# Given task:
Set out the items from the start through the line containing "pixel 580 175", that line included, as a numbered list with blank lines omitted. Include no items after that line.

▬▬▬▬▬▬▬▬▬▬

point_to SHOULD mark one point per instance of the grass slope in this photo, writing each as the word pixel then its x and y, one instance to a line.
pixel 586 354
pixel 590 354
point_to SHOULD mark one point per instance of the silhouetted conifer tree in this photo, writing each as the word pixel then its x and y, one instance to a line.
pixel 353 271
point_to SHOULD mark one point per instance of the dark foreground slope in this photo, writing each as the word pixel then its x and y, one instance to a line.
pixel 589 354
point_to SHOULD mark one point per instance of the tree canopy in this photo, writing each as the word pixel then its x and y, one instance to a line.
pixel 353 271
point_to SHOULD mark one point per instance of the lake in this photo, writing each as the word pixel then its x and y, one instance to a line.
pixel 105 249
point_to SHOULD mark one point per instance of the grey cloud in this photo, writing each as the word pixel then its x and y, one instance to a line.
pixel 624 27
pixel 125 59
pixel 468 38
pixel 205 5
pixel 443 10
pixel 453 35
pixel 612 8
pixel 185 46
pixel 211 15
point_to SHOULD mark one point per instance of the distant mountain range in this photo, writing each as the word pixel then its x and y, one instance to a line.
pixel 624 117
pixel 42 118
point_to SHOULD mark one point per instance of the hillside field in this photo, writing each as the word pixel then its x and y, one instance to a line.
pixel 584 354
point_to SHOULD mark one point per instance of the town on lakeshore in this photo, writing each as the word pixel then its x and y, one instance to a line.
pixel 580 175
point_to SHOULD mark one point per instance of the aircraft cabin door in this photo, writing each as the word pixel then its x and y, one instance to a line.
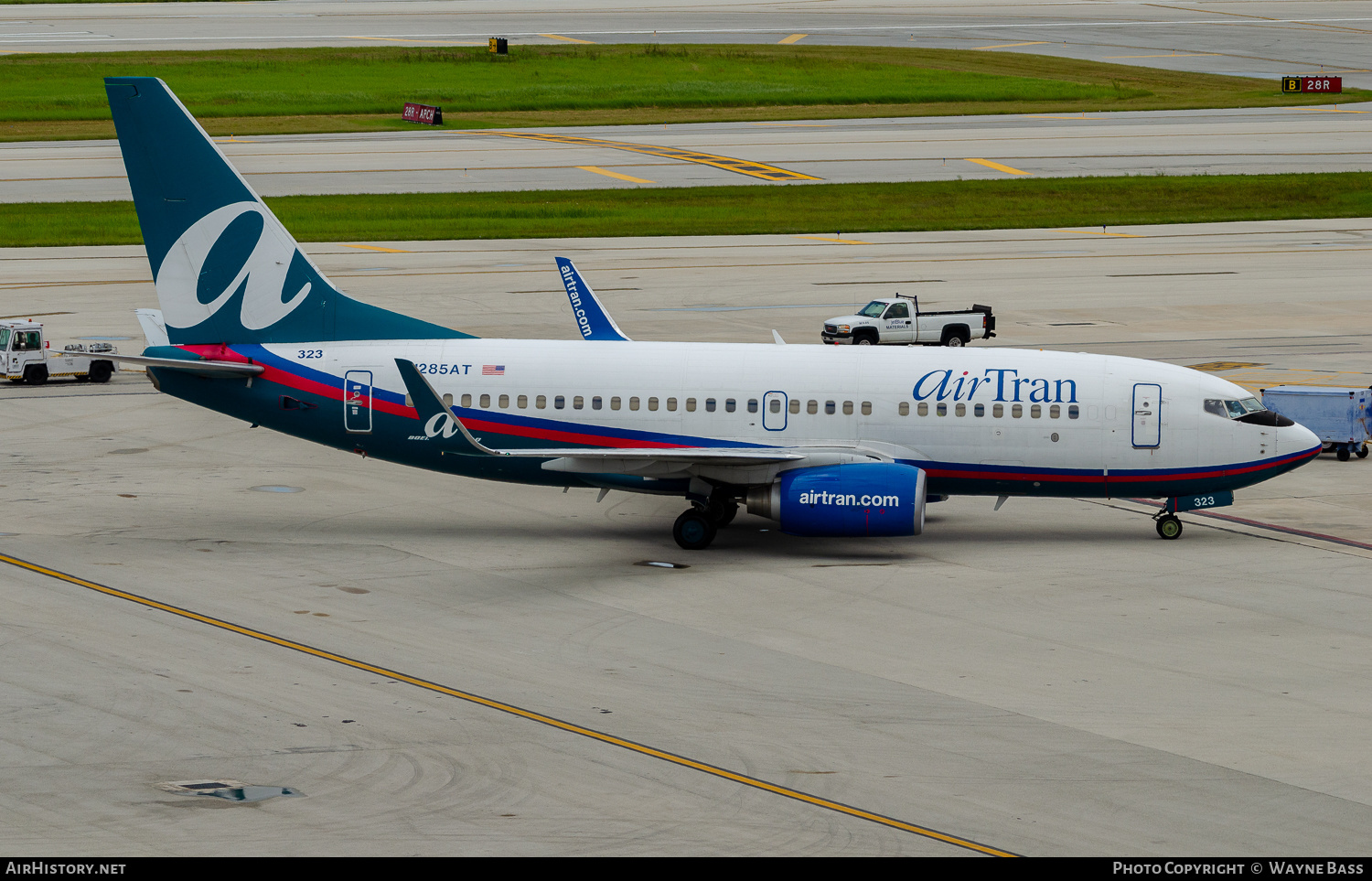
pixel 774 411
pixel 357 401
pixel 1147 416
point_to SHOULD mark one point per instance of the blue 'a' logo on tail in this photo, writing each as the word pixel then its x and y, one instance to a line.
pixel 225 268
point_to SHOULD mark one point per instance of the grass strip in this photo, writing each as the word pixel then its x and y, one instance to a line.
pixel 818 209
pixel 362 88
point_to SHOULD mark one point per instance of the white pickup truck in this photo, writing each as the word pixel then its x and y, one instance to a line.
pixel 897 321
pixel 27 359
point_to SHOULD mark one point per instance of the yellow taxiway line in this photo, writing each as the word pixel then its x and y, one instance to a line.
pixel 729 164
pixel 510 708
pixel 998 167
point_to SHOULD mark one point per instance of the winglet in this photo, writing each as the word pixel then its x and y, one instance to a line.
pixel 439 422
pixel 592 318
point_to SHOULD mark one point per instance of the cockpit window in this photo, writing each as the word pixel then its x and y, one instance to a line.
pixel 1234 409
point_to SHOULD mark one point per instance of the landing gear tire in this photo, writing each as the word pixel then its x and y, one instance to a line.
pixel 693 530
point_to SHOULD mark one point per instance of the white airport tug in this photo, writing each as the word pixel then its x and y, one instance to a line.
pixel 27 359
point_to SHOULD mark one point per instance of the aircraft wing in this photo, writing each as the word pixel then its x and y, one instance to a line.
pixel 592 318
pixel 430 406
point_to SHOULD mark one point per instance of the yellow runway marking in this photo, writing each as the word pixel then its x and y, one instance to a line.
pixel 738 167
pixel 510 708
pixel 1009 46
pixel 833 239
pixel 372 247
pixel 998 167
pixel 615 175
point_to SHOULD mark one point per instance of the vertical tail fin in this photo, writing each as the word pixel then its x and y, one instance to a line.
pixel 225 268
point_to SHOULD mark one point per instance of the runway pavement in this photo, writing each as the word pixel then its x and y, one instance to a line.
pixel 1201 142
pixel 1050 678
pixel 1248 38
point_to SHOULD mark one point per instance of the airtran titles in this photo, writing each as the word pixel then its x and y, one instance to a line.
pixel 995 384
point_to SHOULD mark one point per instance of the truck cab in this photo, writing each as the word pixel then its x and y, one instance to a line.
pixel 25 357
pixel 897 321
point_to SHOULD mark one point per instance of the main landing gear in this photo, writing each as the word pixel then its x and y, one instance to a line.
pixel 696 529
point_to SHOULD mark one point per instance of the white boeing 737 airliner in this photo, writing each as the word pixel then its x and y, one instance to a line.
pixel 825 441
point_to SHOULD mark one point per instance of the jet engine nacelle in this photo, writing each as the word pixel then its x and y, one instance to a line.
pixel 877 499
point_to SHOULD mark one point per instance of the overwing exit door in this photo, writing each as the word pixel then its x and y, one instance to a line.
pixel 1147 414
pixel 357 401
pixel 774 411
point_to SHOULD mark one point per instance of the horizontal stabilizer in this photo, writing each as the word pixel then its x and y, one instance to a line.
pixel 198 367
pixel 592 318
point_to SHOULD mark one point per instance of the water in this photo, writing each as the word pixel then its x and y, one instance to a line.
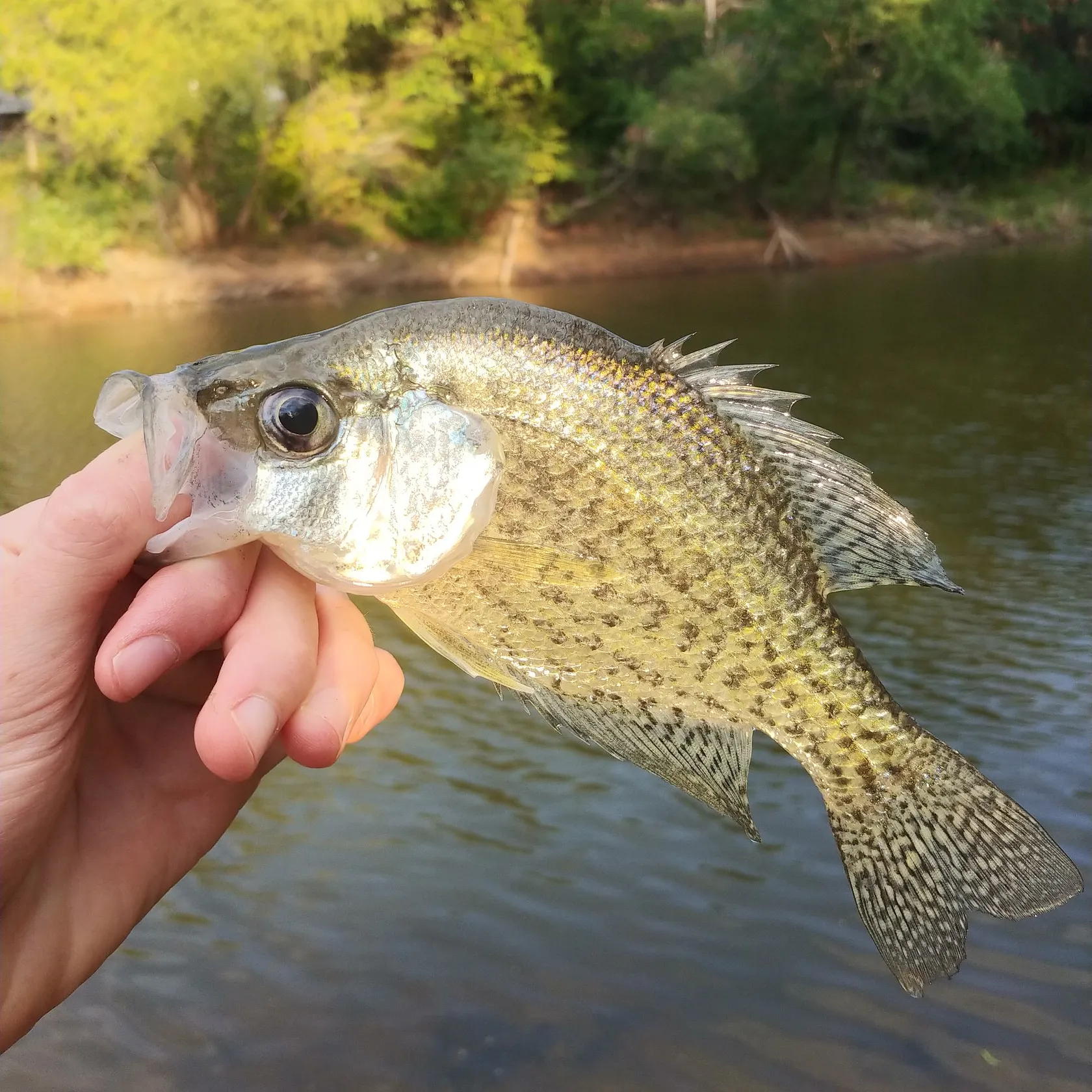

▬▬▬▬▬▬▬▬▬▬

# Response for this exercise:
1. point_to SHOULD mark one point per instance of the grass slope in this photo, writing each as the word pixel then its x and y, one instance to a line.
2. pixel 586 354
3. pixel 590 354
4. point_to SHOULD mark one point per instance of the silhouetted conifer tree in this photo, writing each as the word pixel then its x and y, one instance to a line.
5. pixel 353 271
6. point_to SHOULD mark one point per instance of the dark foreground slope in this photo, writing each as the word pixel then its x and y, one instance to a line.
7. pixel 589 354
8. point_to SHOULD mark one point per instance of the tree canopy in this photo, writing each as the word pixel then its x and y, one instance to a line.
9. pixel 353 271
10. point_to SHOULD mark one point per instance of the lake in this photo, writing each as the word pixel then its x and y, one instance to a line.
11. pixel 105 249
12. point_to SHOULD mark one point per instance of the grey cloud in this photo, writing each as the word pixel then its x and y, one instance to a line.
13. pixel 624 27
14. pixel 125 59
15. pixel 468 38
16. pixel 205 5
17. pixel 443 10
18. pixel 453 35
19. pixel 612 8
20. pixel 185 46
21. pixel 211 15
22. point_to SHOULD mark one point per instance of the distant mountain range in this photo, writing each as the word pixel then its x and y, one instance to a line.
23. pixel 624 117
24. pixel 42 118
25. point_to SHOULD mark one point per instance of the hillside field in this photo, writing each as the word pixel then its x and y, one instance to a line.
26. pixel 584 354
27. point_to SHOULD mark one point per instance of the town on lakeshore in this photo, writing each as the word pixel then its x and y, one instance to a line.
28. pixel 580 175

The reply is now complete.